(Pointing dataset excerpts)

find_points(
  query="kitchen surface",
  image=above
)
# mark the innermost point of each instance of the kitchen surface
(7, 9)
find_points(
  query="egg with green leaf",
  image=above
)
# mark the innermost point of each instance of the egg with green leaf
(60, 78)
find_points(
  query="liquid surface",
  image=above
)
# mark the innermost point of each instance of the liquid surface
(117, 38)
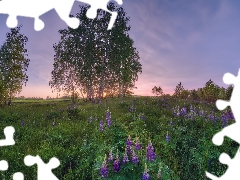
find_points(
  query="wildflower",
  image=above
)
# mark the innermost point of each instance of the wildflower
(107, 114)
(129, 141)
(167, 137)
(145, 176)
(109, 120)
(131, 109)
(23, 122)
(101, 125)
(116, 164)
(159, 174)
(224, 120)
(129, 145)
(104, 168)
(151, 155)
(134, 158)
(137, 145)
(125, 157)
(184, 111)
(110, 156)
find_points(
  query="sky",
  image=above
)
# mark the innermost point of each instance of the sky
(187, 41)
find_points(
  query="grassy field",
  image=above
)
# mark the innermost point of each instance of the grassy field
(62, 130)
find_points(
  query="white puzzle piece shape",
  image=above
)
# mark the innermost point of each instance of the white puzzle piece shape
(231, 131)
(36, 8)
(8, 132)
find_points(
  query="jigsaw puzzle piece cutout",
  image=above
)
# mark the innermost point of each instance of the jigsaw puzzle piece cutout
(229, 78)
(97, 4)
(231, 131)
(8, 132)
(232, 172)
(3, 165)
(44, 170)
(35, 9)
(18, 176)
(63, 9)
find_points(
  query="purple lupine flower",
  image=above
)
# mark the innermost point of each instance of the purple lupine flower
(174, 112)
(159, 174)
(131, 109)
(191, 109)
(224, 120)
(125, 157)
(129, 145)
(23, 123)
(104, 169)
(110, 158)
(167, 138)
(184, 111)
(109, 122)
(145, 176)
(107, 114)
(116, 164)
(137, 144)
(101, 125)
(129, 141)
(151, 155)
(134, 158)
(178, 113)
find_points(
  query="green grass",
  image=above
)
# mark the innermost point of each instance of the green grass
(81, 147)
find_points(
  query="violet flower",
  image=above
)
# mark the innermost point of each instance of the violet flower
(125, 157)
(151, 155)
(116, 164)
(137, 144)
(134, 158)
(145, 176)
(101, 125)
(167, 138)
(104, 169)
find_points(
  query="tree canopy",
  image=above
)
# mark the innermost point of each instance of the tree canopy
(94, 60)
(13, 65)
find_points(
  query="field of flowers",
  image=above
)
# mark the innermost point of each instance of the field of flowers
(120, 138)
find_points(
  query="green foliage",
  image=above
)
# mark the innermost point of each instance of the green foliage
(92, 60)
(81, 147)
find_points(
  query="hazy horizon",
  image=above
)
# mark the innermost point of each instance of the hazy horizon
(178, 41)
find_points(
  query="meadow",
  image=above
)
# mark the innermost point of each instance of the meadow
(120, 138)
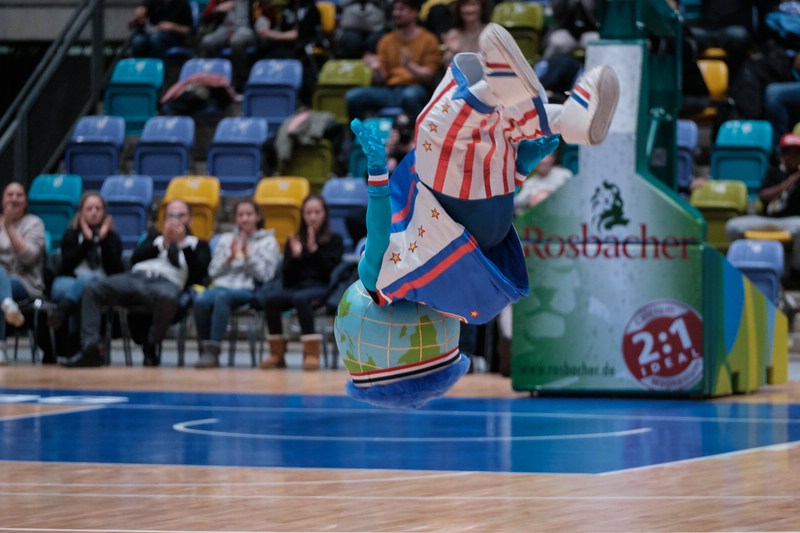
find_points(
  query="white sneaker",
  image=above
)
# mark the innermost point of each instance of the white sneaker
(13, 314)
(509, 74)
(587, 113)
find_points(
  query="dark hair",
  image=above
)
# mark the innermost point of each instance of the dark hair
(260, 223)
(76, 220)
(324, 233)
(486, 14)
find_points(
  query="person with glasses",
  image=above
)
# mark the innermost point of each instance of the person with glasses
(164, 265)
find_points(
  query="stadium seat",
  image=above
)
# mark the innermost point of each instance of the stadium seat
(719, 201)
(762, 261)
(687, 146)
(344, 196)
(133, 91)
(54, 198)
(202, 195)
(271, 90)
(164, 149)
(741, 152)
(357, 161)
(280, 199)
(313, 162)
(525, 22)
(336, 77)
(235, 154)
(199, 65)
(93, 151)
(129, 199)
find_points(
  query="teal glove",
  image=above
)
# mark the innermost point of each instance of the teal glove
(530, 152)
(373, 147)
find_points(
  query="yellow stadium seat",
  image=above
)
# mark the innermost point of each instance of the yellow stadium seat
(718, 201)
(525, 22)
(280, 199)
(336, 77)
(202, 195)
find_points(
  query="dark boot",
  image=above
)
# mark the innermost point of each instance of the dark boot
(209, 355)
(312, 345)
(277, 352)
(91, 355)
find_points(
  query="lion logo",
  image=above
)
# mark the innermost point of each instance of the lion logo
(607, 207)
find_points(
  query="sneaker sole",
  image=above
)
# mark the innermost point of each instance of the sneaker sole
(608, 87)
(503, 41)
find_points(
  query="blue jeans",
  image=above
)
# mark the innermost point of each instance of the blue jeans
(212, 311)
(782, 107)
(69, 288)
(365, 101)
(10, 287)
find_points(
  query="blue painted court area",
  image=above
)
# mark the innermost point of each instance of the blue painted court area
(543, 435)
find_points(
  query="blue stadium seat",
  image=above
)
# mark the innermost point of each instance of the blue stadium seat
(235, 154)
(133, 91)
(129, 199)
(164, 149)
(687, 146)
(93, 151)
(742, 151)
(271, 90)
(344, 196)
(762, 262)
(54, 198)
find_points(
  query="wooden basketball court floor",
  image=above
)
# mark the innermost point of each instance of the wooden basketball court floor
(121, 449)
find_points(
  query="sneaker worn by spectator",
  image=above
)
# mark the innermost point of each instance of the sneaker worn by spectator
(13, 314)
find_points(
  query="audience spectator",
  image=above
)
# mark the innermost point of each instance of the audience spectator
(546, 178)
(403, 70)
(361, 24)
(243, 259)
(781, 196)
(90, 249)
(293, 37)
(159, 25)
(164, 265)
(233, 28)
(310, 256)
(574, 26)
(22, 251)
(470, 17)
(732, 25)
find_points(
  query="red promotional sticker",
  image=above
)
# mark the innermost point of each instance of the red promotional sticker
(663, 345)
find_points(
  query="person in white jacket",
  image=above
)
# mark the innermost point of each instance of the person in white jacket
(242, 260)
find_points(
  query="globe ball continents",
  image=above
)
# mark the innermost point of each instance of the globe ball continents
(372, 337)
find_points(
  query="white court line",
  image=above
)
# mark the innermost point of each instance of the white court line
(186, 427)
(65, 411)
(779, 447)
(510, 414)
(395, 497)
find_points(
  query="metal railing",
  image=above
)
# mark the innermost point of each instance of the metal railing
(65, 85)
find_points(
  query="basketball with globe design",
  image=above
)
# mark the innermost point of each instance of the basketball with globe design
(399, 355)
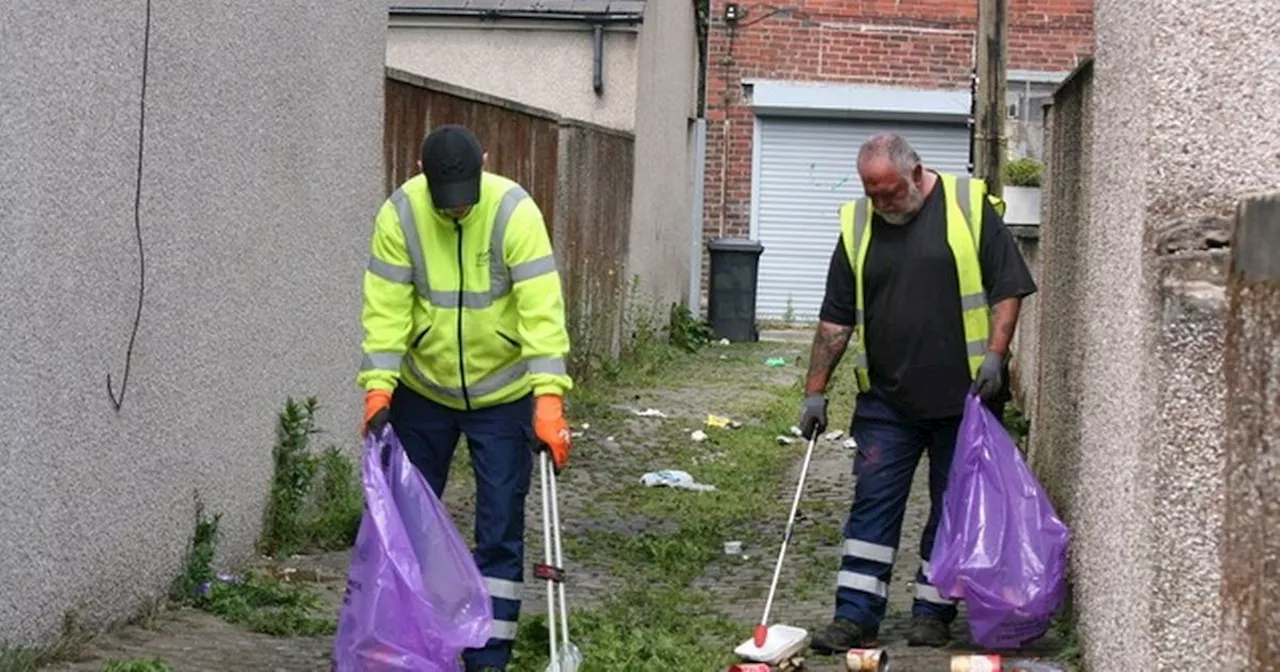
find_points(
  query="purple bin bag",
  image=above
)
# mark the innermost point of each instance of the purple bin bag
(1000, 547)
(415, 597)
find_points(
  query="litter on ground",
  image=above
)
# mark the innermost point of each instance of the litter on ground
(673, 479)
(722, 423)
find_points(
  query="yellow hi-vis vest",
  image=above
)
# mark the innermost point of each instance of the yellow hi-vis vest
(964, 209)
(469, 315)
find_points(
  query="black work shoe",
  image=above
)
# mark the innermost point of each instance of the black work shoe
(840, 636)
(928, 631)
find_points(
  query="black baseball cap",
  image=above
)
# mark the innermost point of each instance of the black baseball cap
(452, 161)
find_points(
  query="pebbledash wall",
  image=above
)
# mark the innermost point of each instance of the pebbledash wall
(259, 182)
(792, 91)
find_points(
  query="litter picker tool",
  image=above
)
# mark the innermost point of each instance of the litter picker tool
(780, 641)
(565, 657)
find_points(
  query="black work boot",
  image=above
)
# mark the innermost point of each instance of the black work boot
(840, 636)
(928, 630)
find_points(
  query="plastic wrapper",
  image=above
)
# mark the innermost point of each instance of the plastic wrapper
(1000, 545)
(415, 598)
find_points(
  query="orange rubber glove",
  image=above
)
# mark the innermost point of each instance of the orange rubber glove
(551, 428)
(378, 408)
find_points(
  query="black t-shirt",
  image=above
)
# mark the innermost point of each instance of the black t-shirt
(914, 327)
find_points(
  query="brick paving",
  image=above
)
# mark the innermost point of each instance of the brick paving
(195, 641)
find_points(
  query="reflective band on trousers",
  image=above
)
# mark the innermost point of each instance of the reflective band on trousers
(501, 278)
(867, 551)
(502, 589)
(863, 583)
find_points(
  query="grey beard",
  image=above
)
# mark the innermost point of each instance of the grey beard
(899, 218)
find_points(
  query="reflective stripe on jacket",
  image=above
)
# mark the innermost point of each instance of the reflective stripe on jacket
(471, 314)
(964, 197)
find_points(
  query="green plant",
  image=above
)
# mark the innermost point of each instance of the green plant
(685, 330)
(315, 499)
(252, 600)
(138, 664)
(1024, 172)
(197, 567)
(266, 606)
(33, 658)
(291, 481)
(1016, 424)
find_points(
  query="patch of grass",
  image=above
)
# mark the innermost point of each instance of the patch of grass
(1018, 425)
(1069, 641)
(685, 330)
(316, 498)
(1024, 172)
(266, 606)
(255, 602)
(659, 621)
(657, 629)
(33, 658)
(137, 664)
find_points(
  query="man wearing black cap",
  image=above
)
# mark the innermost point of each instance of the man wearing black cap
(465, 336)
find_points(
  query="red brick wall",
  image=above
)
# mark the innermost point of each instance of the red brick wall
(920, 44)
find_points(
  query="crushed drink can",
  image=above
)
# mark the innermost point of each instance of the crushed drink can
(867, 661)
(976, 663)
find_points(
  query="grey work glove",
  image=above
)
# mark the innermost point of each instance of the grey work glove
(813, 416)
(991, 376)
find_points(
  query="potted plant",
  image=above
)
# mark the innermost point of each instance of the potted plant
(1022, 195)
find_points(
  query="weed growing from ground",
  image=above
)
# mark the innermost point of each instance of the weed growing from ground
(141, 664)
(663, 621)
(316, 498)
(252, 600)
(33, 658)
(685, 330)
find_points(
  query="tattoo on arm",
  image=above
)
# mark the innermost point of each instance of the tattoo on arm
(1004, 318)
(828, 347)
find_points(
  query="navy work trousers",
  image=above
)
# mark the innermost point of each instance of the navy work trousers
(499, 440)
(888, 451)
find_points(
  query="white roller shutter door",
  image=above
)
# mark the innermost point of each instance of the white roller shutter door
(805, 170)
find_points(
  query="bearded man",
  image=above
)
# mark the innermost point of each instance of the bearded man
(929, 282)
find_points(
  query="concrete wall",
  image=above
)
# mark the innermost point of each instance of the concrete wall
(666, 99)
(260, 177)
(547, 64)
(1150, 151)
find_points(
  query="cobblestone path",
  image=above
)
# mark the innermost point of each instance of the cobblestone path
(609, 455)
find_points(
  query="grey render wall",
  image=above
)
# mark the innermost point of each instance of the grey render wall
(261, 173)
(545, 64)
(1148, 159)
(666, 101)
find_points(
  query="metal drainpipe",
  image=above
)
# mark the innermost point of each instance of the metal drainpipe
(598, 60)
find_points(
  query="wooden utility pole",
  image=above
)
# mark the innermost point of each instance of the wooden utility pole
(990, 108)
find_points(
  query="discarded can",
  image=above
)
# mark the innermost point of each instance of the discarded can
(867, 661)
(976, 663)
(794, 664)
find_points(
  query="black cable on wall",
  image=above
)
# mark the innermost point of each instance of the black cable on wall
(137, 218)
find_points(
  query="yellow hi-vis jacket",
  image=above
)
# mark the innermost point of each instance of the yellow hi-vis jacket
(964, 209)
(466, 314)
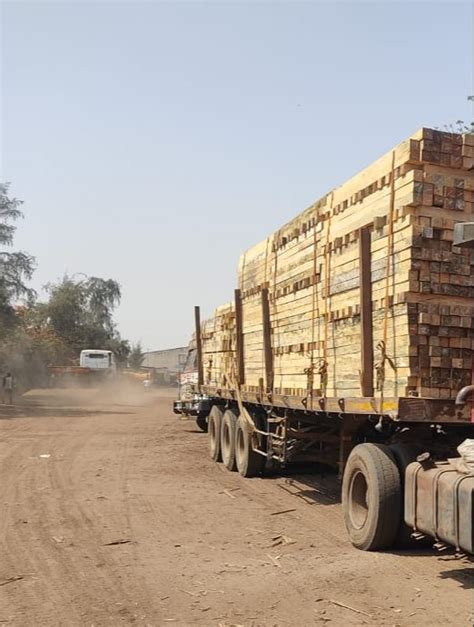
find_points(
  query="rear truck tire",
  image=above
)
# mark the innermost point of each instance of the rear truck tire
(214, 429)
(201, 422)
(249, 463)
(372, 497)
(228, 427)
(404, 455)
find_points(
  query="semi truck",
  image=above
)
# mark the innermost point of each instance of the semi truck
(95, 366)
(349, 344)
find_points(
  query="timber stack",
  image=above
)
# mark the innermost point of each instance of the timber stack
(362, 294)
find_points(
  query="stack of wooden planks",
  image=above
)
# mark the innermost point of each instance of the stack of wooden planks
(364, 292)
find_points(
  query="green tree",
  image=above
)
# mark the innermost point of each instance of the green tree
(80, 313)
(136, 357)
(15, 267)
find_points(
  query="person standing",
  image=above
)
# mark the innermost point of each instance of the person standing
(8, 389)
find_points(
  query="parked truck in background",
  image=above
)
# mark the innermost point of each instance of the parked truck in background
(349, 343)
(95, 366)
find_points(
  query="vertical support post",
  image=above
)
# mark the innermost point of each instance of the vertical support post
(197, 322)
(240, 338)
(267, 342)
(366, 327)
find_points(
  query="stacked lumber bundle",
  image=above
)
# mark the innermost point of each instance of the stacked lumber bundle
(422, 290)
(218, 346)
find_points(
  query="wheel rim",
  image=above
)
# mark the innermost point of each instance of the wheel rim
(225, 439)
(358, 500)
(240, 446)
(212, 434)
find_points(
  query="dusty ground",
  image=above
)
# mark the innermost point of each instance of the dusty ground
(111, 513)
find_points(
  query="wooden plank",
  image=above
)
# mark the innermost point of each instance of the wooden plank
(366, 336)
(239, 338)
(197, 322)
(267, 341)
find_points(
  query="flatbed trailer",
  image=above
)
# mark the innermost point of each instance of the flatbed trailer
(344, 283)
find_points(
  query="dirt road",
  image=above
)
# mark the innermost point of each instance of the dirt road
(111, 513)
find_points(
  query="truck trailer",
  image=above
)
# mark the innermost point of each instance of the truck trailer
(349, 343)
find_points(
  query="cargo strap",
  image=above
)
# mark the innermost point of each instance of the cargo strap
(382, 346)
(380, 365)
(251, 426)
(323, 366)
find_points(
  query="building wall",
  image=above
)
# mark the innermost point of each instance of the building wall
(173, 359)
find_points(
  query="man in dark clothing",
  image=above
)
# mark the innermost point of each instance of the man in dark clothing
(8, 389)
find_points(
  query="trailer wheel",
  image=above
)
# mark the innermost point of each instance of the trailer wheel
(404, 455)
(249, 463)
(372, 497)
(214, 429)
(201, 422)
(228, 427)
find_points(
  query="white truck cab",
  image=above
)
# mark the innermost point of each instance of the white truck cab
(97, 360)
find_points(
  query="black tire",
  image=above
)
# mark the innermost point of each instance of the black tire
(201, 422)
(228, 425)
(214, 429)
(372, 497)
(404, 455)
(249, 463)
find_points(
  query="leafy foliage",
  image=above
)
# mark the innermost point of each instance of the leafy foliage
(15, 267)
(80, 313)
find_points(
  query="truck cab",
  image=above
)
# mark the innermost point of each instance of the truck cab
(190, 402)
(95, 359)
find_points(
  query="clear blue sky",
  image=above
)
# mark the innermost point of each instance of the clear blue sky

* **THE TASK**:
Show every line of the records that contains the word "lupine".

* **OUTPUT BELOW**:
  query="purple lupine flower",
# mark the innermost point of each instance of the purple lupine flower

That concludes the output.